| TASK TO COMPLETE |
For the data below, restate word for word only the lines from the line containing "In the picture above, where can the short" through the line containing "In the picture above, where can the young", both ends included.

Point-per-instance localization data

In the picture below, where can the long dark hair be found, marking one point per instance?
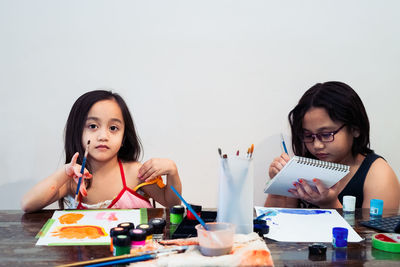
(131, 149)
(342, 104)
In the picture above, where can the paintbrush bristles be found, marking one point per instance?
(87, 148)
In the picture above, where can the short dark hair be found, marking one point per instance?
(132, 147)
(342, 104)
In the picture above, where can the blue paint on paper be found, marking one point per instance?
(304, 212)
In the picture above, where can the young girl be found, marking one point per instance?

* * *

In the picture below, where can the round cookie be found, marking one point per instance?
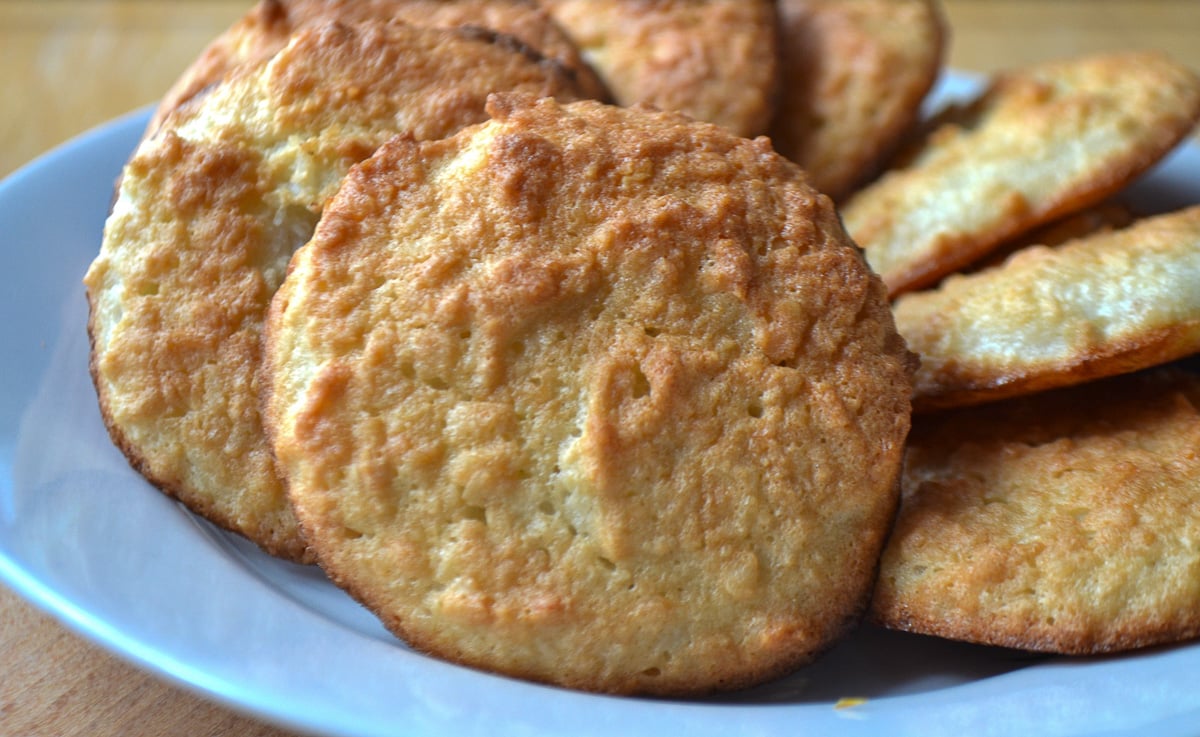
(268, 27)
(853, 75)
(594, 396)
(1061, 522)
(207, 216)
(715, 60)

| PROBLEM SOLUTION |
In the picture above, where can the short dark hair be found, marking one point per instance?
(132, 147)
(342, 104)
In the picture above, where can the blue paint on paper be found, marking one point per instance?
(304, 212)
In the picture above, where can the young girl be found, marking one point per instance?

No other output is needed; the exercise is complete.